**Directions**:
Transcribe word for word the lines spanning the line with "Wildlife-survey tagging: tag each instance of the tattoo on" through the end of the records.

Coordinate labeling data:
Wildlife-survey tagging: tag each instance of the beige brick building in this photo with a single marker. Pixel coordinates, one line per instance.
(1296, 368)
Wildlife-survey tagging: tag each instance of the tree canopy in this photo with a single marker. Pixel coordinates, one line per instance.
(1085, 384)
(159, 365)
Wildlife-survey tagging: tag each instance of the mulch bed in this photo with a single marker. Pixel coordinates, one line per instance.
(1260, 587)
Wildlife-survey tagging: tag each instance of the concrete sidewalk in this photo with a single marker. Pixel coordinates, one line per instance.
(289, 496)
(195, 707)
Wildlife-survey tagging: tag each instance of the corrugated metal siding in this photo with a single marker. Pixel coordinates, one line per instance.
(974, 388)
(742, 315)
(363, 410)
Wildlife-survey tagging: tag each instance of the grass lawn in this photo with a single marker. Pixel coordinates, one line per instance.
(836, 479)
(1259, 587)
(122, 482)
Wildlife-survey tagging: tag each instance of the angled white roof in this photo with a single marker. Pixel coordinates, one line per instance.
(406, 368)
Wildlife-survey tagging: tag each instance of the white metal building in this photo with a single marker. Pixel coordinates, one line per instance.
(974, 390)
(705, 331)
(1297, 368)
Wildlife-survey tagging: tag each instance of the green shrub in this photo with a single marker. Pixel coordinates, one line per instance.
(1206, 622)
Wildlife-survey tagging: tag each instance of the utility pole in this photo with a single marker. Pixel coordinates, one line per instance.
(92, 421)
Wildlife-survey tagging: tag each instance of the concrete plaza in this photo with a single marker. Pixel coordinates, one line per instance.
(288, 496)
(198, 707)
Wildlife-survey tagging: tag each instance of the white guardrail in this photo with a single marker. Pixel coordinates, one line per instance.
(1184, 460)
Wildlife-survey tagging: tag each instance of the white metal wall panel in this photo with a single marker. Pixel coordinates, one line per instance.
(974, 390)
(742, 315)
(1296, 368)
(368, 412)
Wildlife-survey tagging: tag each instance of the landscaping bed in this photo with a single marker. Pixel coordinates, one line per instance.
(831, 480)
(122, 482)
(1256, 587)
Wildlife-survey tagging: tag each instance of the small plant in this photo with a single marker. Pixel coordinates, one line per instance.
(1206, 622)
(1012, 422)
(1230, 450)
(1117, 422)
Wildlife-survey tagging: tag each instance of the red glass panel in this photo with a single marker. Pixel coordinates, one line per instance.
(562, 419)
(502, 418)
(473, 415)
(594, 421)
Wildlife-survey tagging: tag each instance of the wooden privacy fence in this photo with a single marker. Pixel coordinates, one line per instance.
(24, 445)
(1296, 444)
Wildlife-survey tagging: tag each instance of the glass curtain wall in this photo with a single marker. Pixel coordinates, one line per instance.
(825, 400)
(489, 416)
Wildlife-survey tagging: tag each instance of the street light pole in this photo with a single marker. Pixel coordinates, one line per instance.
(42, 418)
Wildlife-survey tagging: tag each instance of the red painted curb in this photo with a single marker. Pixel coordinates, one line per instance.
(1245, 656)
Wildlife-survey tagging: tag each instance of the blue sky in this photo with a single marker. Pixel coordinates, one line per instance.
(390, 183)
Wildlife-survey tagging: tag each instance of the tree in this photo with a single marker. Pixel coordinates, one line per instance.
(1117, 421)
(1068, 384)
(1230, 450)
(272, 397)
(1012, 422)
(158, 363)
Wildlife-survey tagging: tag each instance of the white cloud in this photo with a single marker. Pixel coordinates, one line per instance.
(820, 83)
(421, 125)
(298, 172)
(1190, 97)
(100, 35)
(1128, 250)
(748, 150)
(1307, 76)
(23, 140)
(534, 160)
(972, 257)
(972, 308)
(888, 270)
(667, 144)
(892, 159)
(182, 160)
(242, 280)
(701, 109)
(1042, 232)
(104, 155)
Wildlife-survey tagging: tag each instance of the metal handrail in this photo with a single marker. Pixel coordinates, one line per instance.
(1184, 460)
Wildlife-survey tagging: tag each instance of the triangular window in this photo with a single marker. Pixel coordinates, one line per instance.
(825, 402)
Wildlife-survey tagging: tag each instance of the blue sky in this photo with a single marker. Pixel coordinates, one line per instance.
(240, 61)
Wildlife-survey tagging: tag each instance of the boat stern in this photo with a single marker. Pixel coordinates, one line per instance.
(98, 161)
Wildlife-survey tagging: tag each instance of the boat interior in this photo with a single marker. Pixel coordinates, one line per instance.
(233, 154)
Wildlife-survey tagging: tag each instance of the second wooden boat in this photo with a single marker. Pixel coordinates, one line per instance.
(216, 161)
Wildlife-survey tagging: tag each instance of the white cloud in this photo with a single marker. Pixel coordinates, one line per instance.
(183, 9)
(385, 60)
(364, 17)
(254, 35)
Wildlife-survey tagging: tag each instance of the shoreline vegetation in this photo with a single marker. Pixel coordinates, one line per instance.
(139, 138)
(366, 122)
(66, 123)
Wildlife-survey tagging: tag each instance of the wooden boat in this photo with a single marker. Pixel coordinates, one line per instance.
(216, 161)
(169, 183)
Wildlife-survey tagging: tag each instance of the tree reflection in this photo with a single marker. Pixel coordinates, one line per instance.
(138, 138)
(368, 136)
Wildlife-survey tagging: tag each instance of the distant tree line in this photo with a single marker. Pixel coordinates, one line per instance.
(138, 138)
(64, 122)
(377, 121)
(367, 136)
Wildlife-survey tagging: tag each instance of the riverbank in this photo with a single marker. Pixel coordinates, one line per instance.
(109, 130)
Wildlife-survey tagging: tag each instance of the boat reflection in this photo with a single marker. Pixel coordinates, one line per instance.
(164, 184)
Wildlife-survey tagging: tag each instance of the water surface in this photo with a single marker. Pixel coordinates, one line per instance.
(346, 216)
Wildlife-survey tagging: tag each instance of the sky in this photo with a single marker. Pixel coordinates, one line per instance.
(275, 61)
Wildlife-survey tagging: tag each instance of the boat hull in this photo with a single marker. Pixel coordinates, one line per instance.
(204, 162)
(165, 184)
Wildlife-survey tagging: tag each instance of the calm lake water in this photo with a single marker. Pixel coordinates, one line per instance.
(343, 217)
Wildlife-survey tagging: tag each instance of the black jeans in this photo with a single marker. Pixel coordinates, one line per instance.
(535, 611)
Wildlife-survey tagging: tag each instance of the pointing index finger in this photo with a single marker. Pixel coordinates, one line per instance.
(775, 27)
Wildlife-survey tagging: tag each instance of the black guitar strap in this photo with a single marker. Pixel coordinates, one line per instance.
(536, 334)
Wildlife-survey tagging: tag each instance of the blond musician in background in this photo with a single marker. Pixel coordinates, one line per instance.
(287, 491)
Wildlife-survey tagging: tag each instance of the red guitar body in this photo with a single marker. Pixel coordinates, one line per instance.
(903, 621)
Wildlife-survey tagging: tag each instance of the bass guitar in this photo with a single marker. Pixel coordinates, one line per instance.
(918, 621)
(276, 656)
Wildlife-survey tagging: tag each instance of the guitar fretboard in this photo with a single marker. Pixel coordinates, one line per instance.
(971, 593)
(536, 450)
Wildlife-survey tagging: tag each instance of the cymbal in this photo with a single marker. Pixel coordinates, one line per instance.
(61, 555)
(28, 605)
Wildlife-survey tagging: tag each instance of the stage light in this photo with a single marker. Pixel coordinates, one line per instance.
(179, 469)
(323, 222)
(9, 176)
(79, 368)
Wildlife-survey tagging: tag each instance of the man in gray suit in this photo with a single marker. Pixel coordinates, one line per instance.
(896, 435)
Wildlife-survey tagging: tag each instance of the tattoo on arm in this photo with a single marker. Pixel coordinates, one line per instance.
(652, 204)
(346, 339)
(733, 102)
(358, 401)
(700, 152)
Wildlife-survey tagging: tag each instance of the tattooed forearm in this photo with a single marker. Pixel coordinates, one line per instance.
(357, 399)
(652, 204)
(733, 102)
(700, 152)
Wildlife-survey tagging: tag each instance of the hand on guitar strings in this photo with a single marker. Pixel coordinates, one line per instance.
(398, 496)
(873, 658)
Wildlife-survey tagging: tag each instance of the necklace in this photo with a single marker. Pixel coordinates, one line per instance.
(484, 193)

**Answer below**:
Wildlife-survey tagging: tag each instance of the tattoo on arm in this photo with a single marker. Pixel coordinates, one line per instance.
(652, 204)
(346, 339)
(733, 102)
(358, 401)
(700, 152)
Wildlife-survey tagging: tag each instance of the tattooed forearm in this photo with a single marker. Pixel coordinates, one line per instance.
(357, 399)
(652, 204)
(733, 102)
(700, 152)
Wildlife-survey tagging: tag each instance of the hand on guitar strings in this photo with a single marker. Pixel coordinates, one line per instance.
(398, 496)
(873, 658)
Wildlife-survey tagging: tag each instance of the necklace in this photo with a single marker. Pixel coordinates, one line per instance.
(484, 193)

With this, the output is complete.